WORK TO BE COMPLETED -
In the linear regression text, how many measurements were taken in the Ohm's Law example?

SUPPLIED TEXT -

# Linear Regression in Python 3.x
## Theory Behind Linear Regression
### Anirudh Jonnalagadda, PhD
##### Shell Postdoctoral Fellow @ CDS, IISc
###### (anirudhj@iisc.ac.in)

### What is Regression?

![starrynight.jpg](attachment:starrynight.jpg)
(source - google, Bill Waterson's Calvin and Hobbes)

- In nature, unless you look at systems through Quantum Mechanics, _everything_ is deterministic.
- This means that if I give you data which is seemingly unrelated, there would be some functional dependance between the cause and the effect

In essence, regression __models__ a true functional dependance $y = f(\vec{x})$ and tries to obtain an approximate function $y = f(\vec{x}, \vec{\theta})$, by estimating $\vec{\theta}$

The formal definition of a regression function is 

$$r(x) = \mathbf{E}(Y|X=x)$$

i.e. what is the value of $Y$ that I __expect__ to observe, given that I have observed that my "Random Variable" $X=x$

## Linear Regression

Linear Regression makes life easy by assuming that the functional dependance is linear!

Let us first take the "simple" case where our $\vec{x} = x$ i.e. the functional dependance is only on one variable

We are therefore looking for the regressor $$r(x) = \mathbf{E}(Y|X=x) = f(x, \hat{\beta_0}, \hat{\beta_1}) = Y_i = \hat{\beta_0} + \hat{\beta_1} X_i.$$ Basically, we are looking to _fit_ a straight line with slope $\hat{\beta_1}$ and intercept $\hat{\beta_0}$.

__This is Simple Linear Regression__

If we have $Y_i = \hat{\beta_0} + \sum_j \hat{\beta_j} X_{i, j}$, we have __Multiple Linear Regression__

## How to we find the slope and intercept(s)?

![ohm-law-circuit-diagram-with-instruments.png](attachment:ohm-law-circuit-diagram-with-instruments.png) 

Say we are experimentally verifying Ohm's Law $V = I R$, but we have a faulty potentiometer. This means that I have noisy measurements for the voltage $V$ and the current $I$. I have taken n = 75 measurements and I want to find an approximate value to the resistance. 

In [None]:
import numpy
import matplotlib.pyplot as plot
from ohmslaw import get_data, plot_figure

In [None]:
# using help in Jupyter notebooks
get_data?

In [None]:
i, v = get_data()
#i, v = get_data(nobs=10) # caveat 1
#v[10] = 7                # caveat 2

Now that we have the data, what we are interested in is finding the parameters $\theta = (\hat{\beta_0}, \hat{\beta_1})$. For this we recall that the linear regression model _approximates_ the true functional dependance between the between the data.

[Point placement records]

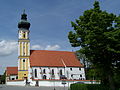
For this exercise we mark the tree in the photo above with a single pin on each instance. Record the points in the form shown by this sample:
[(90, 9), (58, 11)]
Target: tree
[(3, 78), (97, 33)]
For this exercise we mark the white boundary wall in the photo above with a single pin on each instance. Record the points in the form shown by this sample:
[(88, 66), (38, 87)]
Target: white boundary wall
[(16, 83)]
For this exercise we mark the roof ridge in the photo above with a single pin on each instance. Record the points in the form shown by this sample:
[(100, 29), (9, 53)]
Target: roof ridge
[(52, 51)]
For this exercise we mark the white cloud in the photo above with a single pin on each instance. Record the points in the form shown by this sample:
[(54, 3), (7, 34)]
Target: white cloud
[(48, 47), (7, 47), (54, 47)]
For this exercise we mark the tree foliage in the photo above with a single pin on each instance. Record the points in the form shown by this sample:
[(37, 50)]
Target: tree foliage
[(97, 33)]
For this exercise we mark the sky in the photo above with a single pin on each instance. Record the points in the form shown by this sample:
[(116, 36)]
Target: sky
[(50, 24)]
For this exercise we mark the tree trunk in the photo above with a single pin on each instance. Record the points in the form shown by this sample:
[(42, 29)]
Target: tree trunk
[(111, 82)]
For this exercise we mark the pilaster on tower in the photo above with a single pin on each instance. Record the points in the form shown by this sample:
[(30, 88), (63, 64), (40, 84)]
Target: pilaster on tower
[(23, 47)]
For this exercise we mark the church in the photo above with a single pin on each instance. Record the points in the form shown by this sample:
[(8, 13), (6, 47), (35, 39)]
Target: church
[(42, 67)]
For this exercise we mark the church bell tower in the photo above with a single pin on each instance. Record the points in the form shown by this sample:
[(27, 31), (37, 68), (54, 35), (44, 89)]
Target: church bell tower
[(23, 47)]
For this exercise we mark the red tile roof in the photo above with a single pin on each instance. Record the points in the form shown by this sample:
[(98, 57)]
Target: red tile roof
[(12, 70), (54, 58)]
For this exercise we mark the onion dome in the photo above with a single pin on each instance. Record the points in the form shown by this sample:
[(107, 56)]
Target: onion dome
[(24, 24)]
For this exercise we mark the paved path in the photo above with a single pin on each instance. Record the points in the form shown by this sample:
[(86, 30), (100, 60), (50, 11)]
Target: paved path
[(4, 87)]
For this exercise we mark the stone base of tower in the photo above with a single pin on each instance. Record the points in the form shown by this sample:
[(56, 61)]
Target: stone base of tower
[(22, 75)]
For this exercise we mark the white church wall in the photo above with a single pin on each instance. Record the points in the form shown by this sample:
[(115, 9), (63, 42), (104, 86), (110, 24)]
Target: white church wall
[(74, 73)]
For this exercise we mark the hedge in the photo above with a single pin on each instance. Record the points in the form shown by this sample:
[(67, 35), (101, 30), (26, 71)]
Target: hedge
[(88, 87)]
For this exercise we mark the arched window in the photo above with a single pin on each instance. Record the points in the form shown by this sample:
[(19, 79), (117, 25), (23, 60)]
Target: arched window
[(36, 73), (60, 72), (52, 71), (43, 70), (44, 77)]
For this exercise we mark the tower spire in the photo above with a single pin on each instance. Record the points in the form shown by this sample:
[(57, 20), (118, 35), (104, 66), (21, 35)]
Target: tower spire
[(24, 24)]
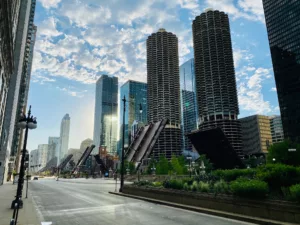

OUTPUT BELOW -
75 measurements.